**Data for analysis**

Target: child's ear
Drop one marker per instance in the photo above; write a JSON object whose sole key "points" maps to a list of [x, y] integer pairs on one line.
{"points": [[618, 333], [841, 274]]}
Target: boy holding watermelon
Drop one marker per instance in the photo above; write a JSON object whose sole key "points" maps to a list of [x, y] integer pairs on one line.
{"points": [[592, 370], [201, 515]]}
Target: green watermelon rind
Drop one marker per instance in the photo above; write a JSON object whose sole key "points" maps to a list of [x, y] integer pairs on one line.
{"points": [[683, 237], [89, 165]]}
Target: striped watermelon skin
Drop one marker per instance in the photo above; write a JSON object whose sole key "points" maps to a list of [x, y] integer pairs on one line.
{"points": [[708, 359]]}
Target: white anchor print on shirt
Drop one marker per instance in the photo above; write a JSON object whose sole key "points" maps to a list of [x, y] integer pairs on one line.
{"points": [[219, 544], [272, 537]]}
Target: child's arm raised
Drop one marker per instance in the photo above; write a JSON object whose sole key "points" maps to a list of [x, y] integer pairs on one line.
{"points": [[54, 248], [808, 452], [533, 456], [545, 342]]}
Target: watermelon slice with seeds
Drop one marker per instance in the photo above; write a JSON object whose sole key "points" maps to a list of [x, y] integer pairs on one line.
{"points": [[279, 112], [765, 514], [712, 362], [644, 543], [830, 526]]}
* * *
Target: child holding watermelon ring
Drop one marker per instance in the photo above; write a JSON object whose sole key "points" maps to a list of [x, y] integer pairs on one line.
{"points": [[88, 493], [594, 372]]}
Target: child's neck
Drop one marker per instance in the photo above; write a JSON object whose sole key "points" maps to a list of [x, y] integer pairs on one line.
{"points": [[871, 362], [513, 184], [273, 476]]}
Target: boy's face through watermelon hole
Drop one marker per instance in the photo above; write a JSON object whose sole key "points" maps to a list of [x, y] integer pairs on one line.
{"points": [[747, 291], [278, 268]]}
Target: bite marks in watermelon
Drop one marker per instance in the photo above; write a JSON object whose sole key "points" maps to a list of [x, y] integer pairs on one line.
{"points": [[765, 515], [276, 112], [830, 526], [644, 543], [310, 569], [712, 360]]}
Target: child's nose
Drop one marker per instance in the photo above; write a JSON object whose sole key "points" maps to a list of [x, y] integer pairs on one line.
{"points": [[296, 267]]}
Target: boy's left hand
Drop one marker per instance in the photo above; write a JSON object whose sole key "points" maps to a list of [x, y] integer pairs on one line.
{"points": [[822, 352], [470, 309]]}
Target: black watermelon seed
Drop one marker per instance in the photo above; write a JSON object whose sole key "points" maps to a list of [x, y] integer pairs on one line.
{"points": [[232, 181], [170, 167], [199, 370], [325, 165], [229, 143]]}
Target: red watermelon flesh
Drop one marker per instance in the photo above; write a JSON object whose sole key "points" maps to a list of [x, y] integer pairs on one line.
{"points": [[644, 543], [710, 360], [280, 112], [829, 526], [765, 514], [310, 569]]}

**Exercise instructions**
The lines above, starting at the one with "Target: child's ear" and ending at the one with "Target: boy holding watermelon", are the only ones to return, exactly as written.

**Task solution**
Target: child's ear
Drop one marker per instance in the photo above; write a JSON object whose sole key "points" maps to a list of [x, y] integer pairs on one line.
{"points": [[618, 333], [841, 274]]}
Target: boy holding watermelon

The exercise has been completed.